Problem description - Please filter the lines below and copy each one that contains the word "scarf". Case counts.

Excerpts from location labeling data

★ ★ ★ ★ ★

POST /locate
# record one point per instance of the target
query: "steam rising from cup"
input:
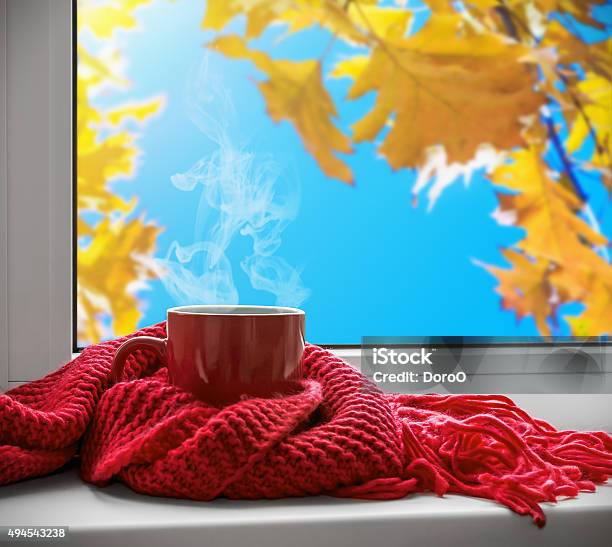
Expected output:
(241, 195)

★ ★ ★ ★ ★

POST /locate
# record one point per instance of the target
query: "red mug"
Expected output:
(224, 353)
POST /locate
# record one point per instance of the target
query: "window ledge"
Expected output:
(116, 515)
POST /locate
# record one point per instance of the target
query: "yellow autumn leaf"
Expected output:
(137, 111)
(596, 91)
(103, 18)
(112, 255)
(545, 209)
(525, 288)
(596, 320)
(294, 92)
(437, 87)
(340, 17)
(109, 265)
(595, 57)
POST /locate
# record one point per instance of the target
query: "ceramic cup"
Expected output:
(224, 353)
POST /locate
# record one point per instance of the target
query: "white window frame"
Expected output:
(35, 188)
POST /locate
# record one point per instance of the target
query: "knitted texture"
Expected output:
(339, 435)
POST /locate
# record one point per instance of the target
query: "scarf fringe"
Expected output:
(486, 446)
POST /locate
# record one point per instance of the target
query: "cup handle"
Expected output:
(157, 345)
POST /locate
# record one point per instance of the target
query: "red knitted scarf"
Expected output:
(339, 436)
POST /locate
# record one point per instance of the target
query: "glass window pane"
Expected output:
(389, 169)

★ ★ ★ ★ ★

Solution to the exercise -
query: "scarf fringe"
query: "red knitted scarf"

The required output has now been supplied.